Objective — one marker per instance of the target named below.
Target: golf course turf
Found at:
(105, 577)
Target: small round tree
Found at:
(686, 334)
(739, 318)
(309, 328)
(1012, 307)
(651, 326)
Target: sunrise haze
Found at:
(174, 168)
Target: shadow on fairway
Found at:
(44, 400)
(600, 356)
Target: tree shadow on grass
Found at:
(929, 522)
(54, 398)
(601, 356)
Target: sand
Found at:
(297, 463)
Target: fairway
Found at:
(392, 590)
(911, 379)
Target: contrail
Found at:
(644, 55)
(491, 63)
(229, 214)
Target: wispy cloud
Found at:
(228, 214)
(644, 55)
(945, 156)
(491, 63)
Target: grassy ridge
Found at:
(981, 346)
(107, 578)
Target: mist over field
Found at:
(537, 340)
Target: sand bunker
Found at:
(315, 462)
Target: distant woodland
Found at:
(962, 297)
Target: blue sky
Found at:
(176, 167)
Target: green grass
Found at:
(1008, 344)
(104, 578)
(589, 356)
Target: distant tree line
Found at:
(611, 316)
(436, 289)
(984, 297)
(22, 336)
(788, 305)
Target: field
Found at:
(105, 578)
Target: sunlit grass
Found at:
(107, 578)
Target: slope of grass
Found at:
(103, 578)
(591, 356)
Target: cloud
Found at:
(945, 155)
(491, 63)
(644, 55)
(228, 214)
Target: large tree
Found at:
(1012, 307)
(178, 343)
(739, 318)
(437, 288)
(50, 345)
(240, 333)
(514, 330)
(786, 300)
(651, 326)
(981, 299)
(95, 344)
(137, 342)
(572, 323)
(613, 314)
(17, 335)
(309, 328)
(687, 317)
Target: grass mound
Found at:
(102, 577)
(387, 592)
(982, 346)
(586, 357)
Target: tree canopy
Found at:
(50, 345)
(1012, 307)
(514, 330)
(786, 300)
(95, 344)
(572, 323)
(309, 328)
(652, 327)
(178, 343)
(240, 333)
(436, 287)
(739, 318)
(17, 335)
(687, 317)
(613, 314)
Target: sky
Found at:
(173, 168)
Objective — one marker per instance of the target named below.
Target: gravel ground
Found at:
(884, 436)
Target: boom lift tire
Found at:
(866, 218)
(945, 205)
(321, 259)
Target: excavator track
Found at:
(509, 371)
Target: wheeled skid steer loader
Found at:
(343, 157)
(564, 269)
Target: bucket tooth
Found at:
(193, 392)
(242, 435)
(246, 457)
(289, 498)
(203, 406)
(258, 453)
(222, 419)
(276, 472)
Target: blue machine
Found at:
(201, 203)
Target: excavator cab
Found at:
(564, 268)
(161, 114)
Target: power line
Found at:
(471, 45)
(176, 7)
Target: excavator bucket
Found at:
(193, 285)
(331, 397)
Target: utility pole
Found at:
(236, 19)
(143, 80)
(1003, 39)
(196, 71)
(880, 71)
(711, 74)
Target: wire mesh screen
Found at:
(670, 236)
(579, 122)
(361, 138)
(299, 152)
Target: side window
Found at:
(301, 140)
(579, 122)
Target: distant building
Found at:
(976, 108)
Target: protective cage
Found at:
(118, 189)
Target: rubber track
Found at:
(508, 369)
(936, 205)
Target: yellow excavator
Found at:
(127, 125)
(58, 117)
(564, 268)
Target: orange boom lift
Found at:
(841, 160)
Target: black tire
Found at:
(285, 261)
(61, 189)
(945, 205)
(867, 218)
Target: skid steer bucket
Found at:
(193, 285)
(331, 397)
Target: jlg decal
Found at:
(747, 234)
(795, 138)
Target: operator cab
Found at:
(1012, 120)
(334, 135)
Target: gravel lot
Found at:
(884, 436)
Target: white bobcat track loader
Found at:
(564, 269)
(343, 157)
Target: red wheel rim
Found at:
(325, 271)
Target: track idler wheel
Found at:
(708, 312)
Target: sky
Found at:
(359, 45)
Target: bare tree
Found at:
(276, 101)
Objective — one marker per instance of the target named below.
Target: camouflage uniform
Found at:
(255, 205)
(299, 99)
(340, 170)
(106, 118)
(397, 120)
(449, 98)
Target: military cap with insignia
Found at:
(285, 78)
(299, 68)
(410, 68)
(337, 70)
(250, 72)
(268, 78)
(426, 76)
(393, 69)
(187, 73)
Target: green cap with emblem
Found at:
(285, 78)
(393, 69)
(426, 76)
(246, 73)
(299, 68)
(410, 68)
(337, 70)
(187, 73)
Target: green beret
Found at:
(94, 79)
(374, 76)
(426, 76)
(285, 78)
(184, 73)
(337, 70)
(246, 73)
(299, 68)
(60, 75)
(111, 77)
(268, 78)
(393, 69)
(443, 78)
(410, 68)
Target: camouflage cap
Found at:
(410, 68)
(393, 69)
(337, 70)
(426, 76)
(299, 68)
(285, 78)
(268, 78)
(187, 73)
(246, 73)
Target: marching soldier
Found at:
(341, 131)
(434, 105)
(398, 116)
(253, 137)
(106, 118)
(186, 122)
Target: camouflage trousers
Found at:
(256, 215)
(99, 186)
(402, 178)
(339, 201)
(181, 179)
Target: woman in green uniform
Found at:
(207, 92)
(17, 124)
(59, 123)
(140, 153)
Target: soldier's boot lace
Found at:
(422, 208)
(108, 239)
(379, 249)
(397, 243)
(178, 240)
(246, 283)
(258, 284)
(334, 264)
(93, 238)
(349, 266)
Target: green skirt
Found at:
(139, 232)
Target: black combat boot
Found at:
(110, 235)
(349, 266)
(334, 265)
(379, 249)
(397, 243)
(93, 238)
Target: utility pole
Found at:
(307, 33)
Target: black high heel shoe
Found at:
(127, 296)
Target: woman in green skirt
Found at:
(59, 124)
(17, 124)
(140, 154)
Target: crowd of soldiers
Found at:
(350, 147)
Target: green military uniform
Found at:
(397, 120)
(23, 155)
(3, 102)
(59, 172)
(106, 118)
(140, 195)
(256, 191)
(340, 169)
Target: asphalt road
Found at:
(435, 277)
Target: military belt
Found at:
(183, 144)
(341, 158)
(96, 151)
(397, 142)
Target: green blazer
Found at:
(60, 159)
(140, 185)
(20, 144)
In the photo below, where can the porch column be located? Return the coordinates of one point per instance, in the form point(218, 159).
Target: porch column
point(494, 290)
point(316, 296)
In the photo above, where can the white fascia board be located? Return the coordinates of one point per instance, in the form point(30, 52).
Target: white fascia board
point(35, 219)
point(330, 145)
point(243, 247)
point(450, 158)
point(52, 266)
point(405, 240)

_ _ _ _ _

Write out all the records again, exactly as they appear.

_Solution to the problem_:
Objective — one marker per instance of the target named below.
Target: golf course turf
Found at:
(105, 577)
Target: small round tree
Found at:
(686, 334)
(739, 318)
(309, 328)
(1012, 307)
(651, 326)
Target: sunrise haze
Found at:
(174, 168)
Target: shadow on fairway
Found at:
(44, 400)
(600, 356)
Target: tree shadow on grass
Found at:
(929, 522)
(54, 398)
(601, 356)
Target: sand
Found at:
(297, 463)
Target: fairway
Found at:
(392, 590)
(911, 379)
Target: contrail
Found at:
(644, 55)
(491, 63)
(229, 214)
Target: wispy cloud
Found at:
(228, 214)
(644, 55)
(945, 156)
(491, 63)
Target: grassy ridge
Found at:
(981, 346)
(107, 578)
Target: mist over field
Found at:
(537, 340)
Target: sand bunker
Found at:
(315, 462)
Target: distant woodland
Found at:
(962, 297)
Target: blue sky
Found at:
(176, 167)
Target: green grass
Found at:
(1008, 344)
(104, 578)
(589, 356)
Target: distant tree line
Found at:
(611, 316)
(436, 289)
(984, 297)
(22, 336)
(788, 305)
Target: field
Found at:
(105, 578)
Target: sunlit grass
Found at:
(107, 578)
Target: slope of grass
Found at:
(103, 578)
(591, 356)
Target: cloud
Found at:
(945, 155)
(491, 63)
(644, 55)
(228, 214)
Target: large tree
Found at:
(1012, 307)
(178, 343)
(739, 318)
(437, 288)
(50, 345)
(240, 333)
(514, 330)
(786, 300)
(651, 326)
(981, 299)
(95, 344)
(137, 342)
(572, 323)
(613, 314)
(17, 335)
(309, 328)
(687, 317)
Target: grass mound
Found at:
(102, 577)
(387, 592)
(982, 346)
(586, 357)
Target: tree canopy
Found at:
(50, 345)
(1012, 307)
(514, 330)
(786, 300)
(95, 344)
(572, 323)
(309, 328)
(652, 327)
(178, 343)
(240, 333)
(436, 287)
(739, 318)
(17, 335)
(687, 317)
(613, 314)
Target: sky
Found at:
(173, 168)
Objective — one marker per instance of the target named below.
Target: gravel ground
Found at:
(884, 436)
Target: boom lift tire
Found at:
(866, 218)
(945, 205)
(321, 259)
Target: excavator track
Found at:
(509, 371)
Target: wheeled skid steer loader
Found at:
(343, 157)
(564, 269)
Target: bucket tooth
Found at:
(193, 392)
(242, 435)
(246, 457)
(289, 498)
(203, 406)
(258, 453)
(222, 419)
(276, 472)
Target: blue machine
Found at:
(201, 203)
Target: excavator cab
Found at:
(564, 268)
(161, 114)
Target: power line
Found at:
(471, 45)
(176, 7)
Target: excavator bucket
Found at:
(193, 285)
(331, 397)
Target: utility pole
Found at:
(236, 19)
(143, 80)
(1003, 39)
(196, 71)
(880, 71)
(711, 74)
Target: wire mesh screen
Found at:
(670, 236)
(579, 122)
(361, 138)
(299, 152)
Target: side window
Found at:
(301, 140)
(579, 122)
Target: distant building
Found at:
(976, 108)
Target: protective cage
Found at:
(118, 189)
Target: rubber track
Found at:
(508, 369)
(936, 205)
Target: yellow excavator
Found at:
(127, 125)
(58, 117)
(564, 268)
Target: orange boom lift
Found at:
(841, 160)
Target: black tire
Found at:
(285, 261)
(61, 189)
(945, 205)
(867, 218)
Target: skid steer bucket
Found at:
(193, 285)
(331, 397)
Target: jlg decal
Found at:
(747, 234)
(795, 138)
Target: operator cab
Found at:
(1012, 120)
(334, 135)
Target: gravel lot
Found at:
(884, 436)
Target: white bobcat track loader
Found at:
(564, 269)
(343, 157)
Target: red wheel rim
Found at:
(325, 271)
Target: track idler wheel
Found at:
(708, 312)
Target: sky
Found at:
(359, 45)
Target: bare tree
Found at:
(276, 101)
Objective — one marker per instance of the target named below.
Target: camouflage uniform
Found at:
(255, 205)
(299, 99)
(340, 170)
(106, 118)
(397, 120)
(449, 98)
Target: military cap with insignia
Found at:
(285, 78)
(299, 68)
(410, 68)
(337, 70)
(250, 72)
(268, 78)
(426, 76)
(393, 69)
(187, 73)
Target: green cap with emblem
Found at:
(285, 78)
(393, 69)
(426, 76)
(246, 73)
(299, 68)
(410, 68)
(337, 70)
(187, 73)
Target: green beret
Found at:
(94, 79)
(374, 76)
(426, 76)
(285, 78)
(184, 73)
(337, 70)
(246, 73)
(299, 68)
(60, 75)
(111, 77)
(268, 78)
(393, 69)
(443, 78)
(410, 68)
Target: camouflage cap
Found at:
(410, 68)
(393, 69)
(337, 70)
(426, 76)
(299, 68)
(285, 78)
(268, 78)
(187, 73)
(246, 73)
Target: marching soldier
Found at:
(341, 131)
(434, 105)
(398, 116)
(253, 137)
(106, 118)
(186, 122)
Target: camouflage trousers
Found at:
(256, 215)
(99, 186)
(402, 178)
(339, 201)
(181, 179)
Target: woman in green uniform
Found at:
(207, 92)
(17, 124)
(59, 123)
(140, 153)
Target: soldier's boot lace
Found at:
(422, 208)
(108, 239)
(379, 249)
(397, 243)
(178, 240)
(246, 283)
(258, 284)
(334, 264)
(93, 238)
(349, 266)
Target: green skirt
Found at:
(139, 232)
Target: black combat boot
Found at:
(110, 235)
(349, 266)
(334, 265)
(379, 249)
(397, 243)
(93, 238)
Target: utility pole
Found at:
(307, 33)
Target: black high heel shoe
Found at:
(127, 296)
Target: woman in green skirt
Found at:
(59, 124)
(17, 124)
(140, 154)
Target: crowd of soldiers
Found at:
(350, 147)
Target: green military uniform
Found at:
(397, 120)
(23, 155)
(3, 102)
(59, 172)
(106, 118)
(140, 195)
(256, 191)
(340, 169)
Target: asphalt road
Found at:
(435, 277)
Target: military belt
Found at:
(183, 144)
(341, 158)
(96, 151)
(397, 142)
Target: green blazer
Found at:
(60, 159)
(140, 185)
(20, 144)
In the photo below, where can the porch column be located? Return the coordinates of one point per instance, in the form point(218, 159).
Target: porch column
point(494, 290)
point(316, 296)
In the photo above, where can the white fascia board be located? Return the coordinates of one point per instance, in the form point(30, 52).
Target: white fascia board
point(35, 219)
point(330, 145)
point(243, 247)
point(450, 158)
point(52, 266)
point(405, 240)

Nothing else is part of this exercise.